Action item | Scan the entries below for the word "stone". Copy out every line in which it occurs.

Input data |
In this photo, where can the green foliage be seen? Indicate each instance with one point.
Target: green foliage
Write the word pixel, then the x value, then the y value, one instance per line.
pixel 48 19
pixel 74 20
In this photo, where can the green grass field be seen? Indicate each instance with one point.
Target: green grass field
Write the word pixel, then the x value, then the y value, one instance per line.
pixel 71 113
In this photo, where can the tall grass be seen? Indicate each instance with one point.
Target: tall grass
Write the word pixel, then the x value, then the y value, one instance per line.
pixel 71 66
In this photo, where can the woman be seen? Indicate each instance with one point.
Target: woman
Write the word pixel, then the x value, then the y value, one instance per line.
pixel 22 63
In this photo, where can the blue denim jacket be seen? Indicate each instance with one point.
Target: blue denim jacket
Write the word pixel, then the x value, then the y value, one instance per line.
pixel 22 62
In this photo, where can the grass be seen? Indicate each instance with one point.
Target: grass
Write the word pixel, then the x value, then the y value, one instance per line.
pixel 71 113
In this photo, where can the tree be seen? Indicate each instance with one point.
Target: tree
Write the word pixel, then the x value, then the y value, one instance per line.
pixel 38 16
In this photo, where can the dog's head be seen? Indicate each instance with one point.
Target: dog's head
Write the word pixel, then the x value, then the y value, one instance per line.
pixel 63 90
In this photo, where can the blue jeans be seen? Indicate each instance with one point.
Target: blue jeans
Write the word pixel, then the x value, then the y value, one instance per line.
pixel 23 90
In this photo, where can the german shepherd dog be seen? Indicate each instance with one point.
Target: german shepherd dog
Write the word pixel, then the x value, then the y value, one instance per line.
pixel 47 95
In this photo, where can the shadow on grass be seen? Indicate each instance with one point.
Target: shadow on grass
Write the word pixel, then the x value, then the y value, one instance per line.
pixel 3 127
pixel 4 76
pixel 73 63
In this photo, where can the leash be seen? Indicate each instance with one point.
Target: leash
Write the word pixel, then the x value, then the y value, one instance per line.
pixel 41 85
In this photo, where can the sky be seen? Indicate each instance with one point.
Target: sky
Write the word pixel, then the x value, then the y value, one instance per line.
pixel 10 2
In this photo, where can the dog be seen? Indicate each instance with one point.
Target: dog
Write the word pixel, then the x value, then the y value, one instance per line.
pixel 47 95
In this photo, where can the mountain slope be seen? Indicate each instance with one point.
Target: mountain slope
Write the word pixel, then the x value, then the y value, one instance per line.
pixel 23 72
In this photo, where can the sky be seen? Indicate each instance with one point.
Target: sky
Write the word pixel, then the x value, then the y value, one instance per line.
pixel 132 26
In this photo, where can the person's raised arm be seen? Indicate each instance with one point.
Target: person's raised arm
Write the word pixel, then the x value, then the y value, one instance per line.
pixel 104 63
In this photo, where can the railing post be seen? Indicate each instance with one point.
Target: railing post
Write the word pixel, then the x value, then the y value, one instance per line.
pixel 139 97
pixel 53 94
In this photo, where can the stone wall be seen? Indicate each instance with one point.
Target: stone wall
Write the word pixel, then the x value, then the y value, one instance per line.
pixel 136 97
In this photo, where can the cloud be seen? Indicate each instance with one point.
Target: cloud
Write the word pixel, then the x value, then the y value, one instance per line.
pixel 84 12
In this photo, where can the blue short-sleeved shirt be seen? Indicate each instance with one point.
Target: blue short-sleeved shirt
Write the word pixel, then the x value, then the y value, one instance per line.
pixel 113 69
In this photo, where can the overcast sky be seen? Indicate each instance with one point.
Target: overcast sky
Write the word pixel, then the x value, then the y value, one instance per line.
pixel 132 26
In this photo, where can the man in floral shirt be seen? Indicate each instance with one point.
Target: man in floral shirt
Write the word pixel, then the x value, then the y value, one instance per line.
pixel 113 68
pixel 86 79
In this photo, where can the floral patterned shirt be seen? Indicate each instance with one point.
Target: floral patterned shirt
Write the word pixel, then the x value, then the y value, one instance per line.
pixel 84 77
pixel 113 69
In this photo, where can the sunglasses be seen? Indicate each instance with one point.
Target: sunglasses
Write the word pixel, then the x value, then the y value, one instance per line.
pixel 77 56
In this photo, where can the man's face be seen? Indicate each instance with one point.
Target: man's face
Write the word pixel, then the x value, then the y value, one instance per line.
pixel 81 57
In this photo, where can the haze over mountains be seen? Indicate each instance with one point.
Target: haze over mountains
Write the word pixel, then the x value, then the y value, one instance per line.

Response |
In this photo, where can the stone wall be seen? Indicate each instance with one point.
Target: stone wall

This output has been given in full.